PROMPT A ▸
According to the AI news briefing, what annualized revenue did AWS's AI arm cross?
PROMPT B ▸
Translate this sentence from the AI news briefing into Spanish: "Perplexity rolled out a new Plaid integration that lets users connect bank accounts, credit cards, and loans directly to its Computer agent, turning it into a full personal finance hub."
PROMPT C ▸
Reproduce the part of the AI news briefing starting at "- —Plaid's 12K+" and ending at "not just search.".

PASSAGE FOR REVIEW ▸
_____

🏦Perplexity Plugs Its AI Agent Into Bank Accounts
Perplexity rolled out a new Plaid integration that lets users connect bank accounts, credit cards, and loans directly to its Computer agent, turning it into a full personal finance hub.
- —Plaid's 12K+ bank network feeds into Computer, with users able to pull in checking, credit, loan, and brokerage data for a read-only view of their money
- —The agentic system can build customized tools like budgets, net worth trackers, debt payoff plans, and retirement dashboards via simple text prompts
- —The move comes on the heels of Perplexity's U.S. tax integration that autonomously fills out IRS forms and reviews professional-prepared returns
- —Perplexity Computer launched in late February, with the agentic pivot pushing Perplexity's ARR past $450M in March, a 50% jump in a single month
Why it matters: Perplexity built its name trying to out-Google Google, but Computer has completely changed the trajectory. With smart connectors and a powerful AI agent, the company is suddenly competing with Mint, TurboTax, and every other app area it integrates — not just search.

✍️ Jassy's $200B Amazon AI Spend Now Has Receipts
Amazon CEO Andy Jassy shared his annual shareholder letter with the company's first-ever AI revenue figures and a defense of the $200B planned capex, dismissing bubble talk and floating the idea of selling Trainium chips to outside buyers.
- —AWS's AI arm crossed $15B in annualized revenue, a number Amazon had never disclosed — and 260x where AWS itself stood at the same point
- —The custom Trainium, Graviton, and Nitro chips crossed $20B in yearly revenue, and Amazon may sell racks of them to third parties in the future
- —Two unnamed AWS customers asked to buy the company's entire Graviton chip supply for 2026, with Amazon declining to protect other clients' access
- —Amazon's $200B AI spending rattled investors, with Jassy's letter firing back with first-ever revenue figures and locked-in customer demand
Why it matters: If you only tracked models as a barometer for the AI race, Amazon might look like it's behind — but the $20B chip numbers tell a different story. Nvidia has dominated AI compute, but the supply side of the boom is finally getting real competition at exactly the moment demand has never been higher.

_____

Referring expression data:

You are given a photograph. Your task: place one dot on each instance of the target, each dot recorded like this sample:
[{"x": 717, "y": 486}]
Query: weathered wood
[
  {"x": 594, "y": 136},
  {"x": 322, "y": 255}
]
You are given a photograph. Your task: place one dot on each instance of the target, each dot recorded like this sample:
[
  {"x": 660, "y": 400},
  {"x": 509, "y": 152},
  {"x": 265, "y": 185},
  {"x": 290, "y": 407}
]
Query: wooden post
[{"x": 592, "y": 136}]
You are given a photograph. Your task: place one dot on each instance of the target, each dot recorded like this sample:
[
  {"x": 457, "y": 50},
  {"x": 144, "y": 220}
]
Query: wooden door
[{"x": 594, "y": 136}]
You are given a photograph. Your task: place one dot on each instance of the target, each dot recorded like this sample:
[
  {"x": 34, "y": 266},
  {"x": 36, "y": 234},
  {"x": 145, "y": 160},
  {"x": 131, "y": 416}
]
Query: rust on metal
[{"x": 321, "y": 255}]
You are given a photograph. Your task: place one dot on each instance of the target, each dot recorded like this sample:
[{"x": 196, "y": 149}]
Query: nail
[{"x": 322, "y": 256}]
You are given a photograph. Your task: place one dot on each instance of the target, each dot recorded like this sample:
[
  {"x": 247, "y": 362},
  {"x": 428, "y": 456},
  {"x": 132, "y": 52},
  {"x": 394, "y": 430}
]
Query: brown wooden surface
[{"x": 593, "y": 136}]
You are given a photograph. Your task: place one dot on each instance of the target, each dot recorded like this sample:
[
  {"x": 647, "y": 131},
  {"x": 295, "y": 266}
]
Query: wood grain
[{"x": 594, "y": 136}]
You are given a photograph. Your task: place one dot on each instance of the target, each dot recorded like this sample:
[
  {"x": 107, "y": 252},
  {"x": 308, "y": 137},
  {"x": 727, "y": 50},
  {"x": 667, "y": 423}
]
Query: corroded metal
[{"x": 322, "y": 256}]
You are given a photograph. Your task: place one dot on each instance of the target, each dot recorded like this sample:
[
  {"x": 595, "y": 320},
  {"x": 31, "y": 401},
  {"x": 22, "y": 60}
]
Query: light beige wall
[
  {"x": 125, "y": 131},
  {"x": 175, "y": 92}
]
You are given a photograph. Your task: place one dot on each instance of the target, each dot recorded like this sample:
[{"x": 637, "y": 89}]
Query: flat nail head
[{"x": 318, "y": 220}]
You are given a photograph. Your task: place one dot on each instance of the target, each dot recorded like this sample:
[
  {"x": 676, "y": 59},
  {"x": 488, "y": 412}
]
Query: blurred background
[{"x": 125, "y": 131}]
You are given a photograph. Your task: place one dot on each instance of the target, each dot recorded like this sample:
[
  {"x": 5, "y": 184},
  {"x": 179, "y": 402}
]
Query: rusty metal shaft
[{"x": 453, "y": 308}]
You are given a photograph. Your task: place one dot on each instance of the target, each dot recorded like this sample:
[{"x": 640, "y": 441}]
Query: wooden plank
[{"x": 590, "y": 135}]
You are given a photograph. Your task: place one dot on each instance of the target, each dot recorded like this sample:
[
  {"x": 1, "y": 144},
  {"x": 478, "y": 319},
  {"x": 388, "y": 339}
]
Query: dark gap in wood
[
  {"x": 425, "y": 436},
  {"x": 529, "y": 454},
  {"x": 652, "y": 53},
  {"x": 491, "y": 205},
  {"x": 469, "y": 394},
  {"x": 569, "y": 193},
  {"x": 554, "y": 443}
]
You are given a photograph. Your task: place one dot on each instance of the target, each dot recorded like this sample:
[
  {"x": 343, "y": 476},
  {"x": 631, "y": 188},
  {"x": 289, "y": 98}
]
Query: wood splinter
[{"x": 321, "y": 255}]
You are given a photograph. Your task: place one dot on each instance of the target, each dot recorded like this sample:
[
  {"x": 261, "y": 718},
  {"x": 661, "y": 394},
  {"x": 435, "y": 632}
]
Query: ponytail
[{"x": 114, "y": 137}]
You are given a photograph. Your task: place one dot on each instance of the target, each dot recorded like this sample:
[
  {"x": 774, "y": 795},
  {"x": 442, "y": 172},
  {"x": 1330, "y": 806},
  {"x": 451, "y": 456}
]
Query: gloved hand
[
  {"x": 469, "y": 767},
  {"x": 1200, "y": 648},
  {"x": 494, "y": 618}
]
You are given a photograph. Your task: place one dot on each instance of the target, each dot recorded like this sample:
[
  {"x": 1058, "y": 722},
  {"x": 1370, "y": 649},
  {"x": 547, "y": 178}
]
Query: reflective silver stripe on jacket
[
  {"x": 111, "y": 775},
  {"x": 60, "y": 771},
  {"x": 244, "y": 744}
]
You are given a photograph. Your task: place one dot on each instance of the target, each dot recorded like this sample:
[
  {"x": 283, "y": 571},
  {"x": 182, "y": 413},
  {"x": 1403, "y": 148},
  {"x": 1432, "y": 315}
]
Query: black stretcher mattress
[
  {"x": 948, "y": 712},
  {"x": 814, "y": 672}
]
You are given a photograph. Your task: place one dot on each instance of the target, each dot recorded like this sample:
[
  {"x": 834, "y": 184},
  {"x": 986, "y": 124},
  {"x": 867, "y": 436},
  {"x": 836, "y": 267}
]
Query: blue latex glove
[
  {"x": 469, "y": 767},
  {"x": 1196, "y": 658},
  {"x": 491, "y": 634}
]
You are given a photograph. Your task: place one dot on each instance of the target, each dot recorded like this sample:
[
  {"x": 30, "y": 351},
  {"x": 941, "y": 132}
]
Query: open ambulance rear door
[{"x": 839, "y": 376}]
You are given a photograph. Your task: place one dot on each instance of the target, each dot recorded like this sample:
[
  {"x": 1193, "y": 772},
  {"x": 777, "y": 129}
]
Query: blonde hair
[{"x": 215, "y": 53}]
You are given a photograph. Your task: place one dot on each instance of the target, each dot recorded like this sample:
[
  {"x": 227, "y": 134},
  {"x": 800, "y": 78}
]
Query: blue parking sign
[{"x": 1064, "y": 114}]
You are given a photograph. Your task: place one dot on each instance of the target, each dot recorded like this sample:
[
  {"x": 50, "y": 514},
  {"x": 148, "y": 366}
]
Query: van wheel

_____

TASK ANSWER A ▸
$15B

TASK ANSWER B ▸
Perplexity lanzó una nueva integración con Plaid que permite a los usuarios conectar cuentas bancarias, tarjetas de crédito y préstamos directamente a su agente Computer, convirtiéndolo en un centro completo de finanzas personales.

TASK ANSWER C ▸
- —Plaid's 12K+ bank network feeds into Computer, with users able to pull in checking, credit, loan, and brokerage data for a read-only view of their money
- —The agentic system can build customized tools like budgets, net worth trackers, debt payoff plans, and retirement dashboards via simple text prompts
- —The move comes on the heels of Perplexity's U.S. tax integration that autonomously fills out IRS forms and reviews professional-prepared returns
- —Perplexity Computer launched in late February, with the agentic pivot pushing Perplexity's ARR past $450M in March, a 50% jump in a single month
Why it matters: Perplexity built its name trying to out-Google Google, but Computer has completely changed the trajectory. With smart connectors and a powerful AI agent, the company is suddenly competing with Mint, TurboTax, and every other app area it integrates — not just search.